*HOW TO COMPLETE THIS TASK:*
In the data below, which lines hold the word "laid"? Copy them.

*TASK INPUT:*

^^^^^^^^^^^^^^^^

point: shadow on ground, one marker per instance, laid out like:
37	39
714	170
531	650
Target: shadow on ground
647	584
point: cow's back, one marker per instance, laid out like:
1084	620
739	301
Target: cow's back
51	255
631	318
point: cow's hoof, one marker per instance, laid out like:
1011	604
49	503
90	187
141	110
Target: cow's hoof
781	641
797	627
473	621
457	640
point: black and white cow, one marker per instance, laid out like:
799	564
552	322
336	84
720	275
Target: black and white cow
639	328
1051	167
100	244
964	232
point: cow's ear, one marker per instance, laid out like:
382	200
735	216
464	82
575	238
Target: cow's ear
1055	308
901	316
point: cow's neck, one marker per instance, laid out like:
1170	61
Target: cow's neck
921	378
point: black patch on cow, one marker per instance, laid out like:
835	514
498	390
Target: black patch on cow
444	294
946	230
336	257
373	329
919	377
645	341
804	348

^^^^^^^^^^^^^^^^

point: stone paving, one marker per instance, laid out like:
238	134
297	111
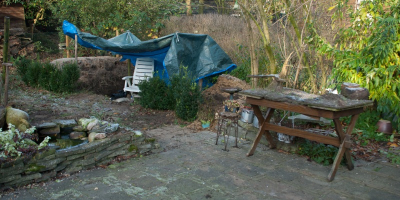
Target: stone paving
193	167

^^^^^^^^^^^^^^^^

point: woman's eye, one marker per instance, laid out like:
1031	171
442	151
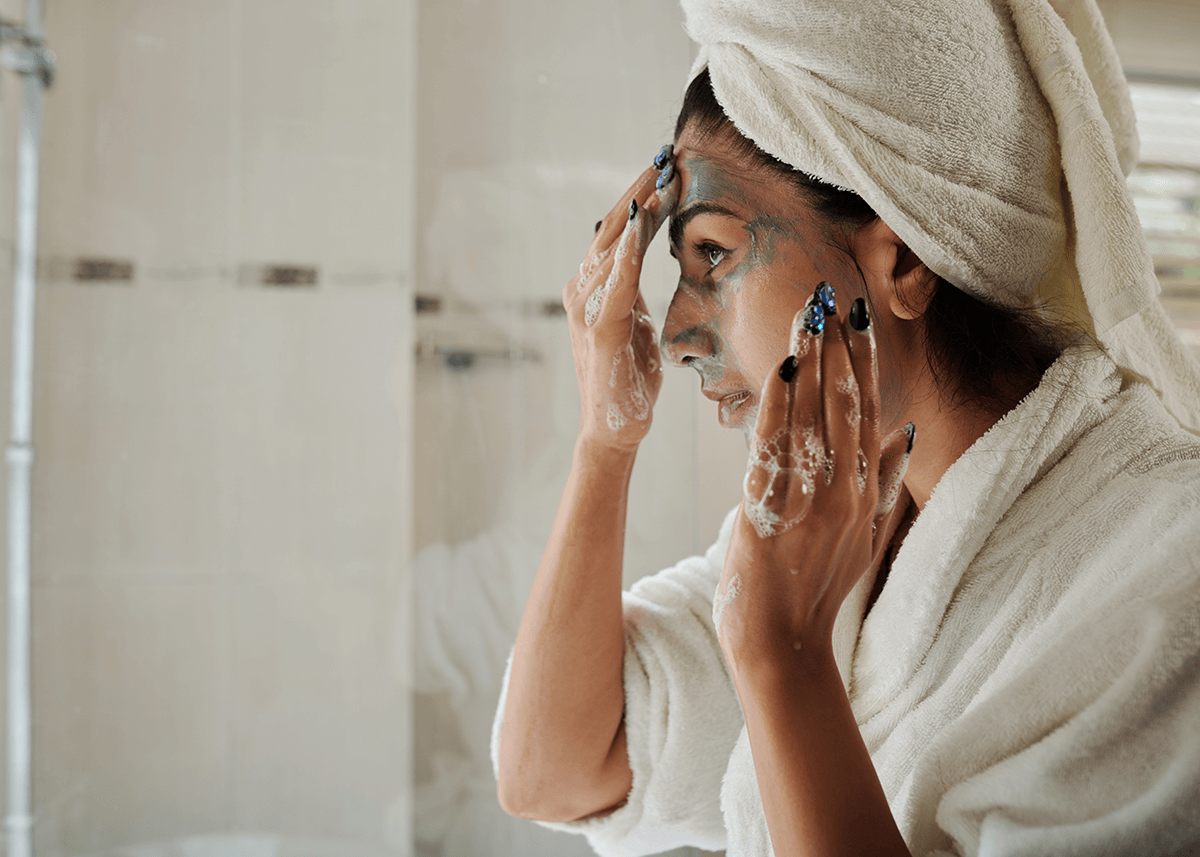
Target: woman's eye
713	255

^^^^^^^^^^^^^^^^

*RESPONSE FOR THIS EXERCISE:*
point: shadow on ground, one marker per instance, laid out like:
point: cow's back, one marker per instance, laid out like:
point: cow's hoof, one marker per instance, laid out like:
point: black and white cow, one marker per instance, laid out like:
point: cow's ear, one marker per instance, laid out like:
point: cow's neck, one marker per instance, laid out like:
point: black patch on cow, one marker per instance, laid out like:
point: stone paving, one marker per instance, laid out like:
point: woman's eye, one marker per instance, laid out like:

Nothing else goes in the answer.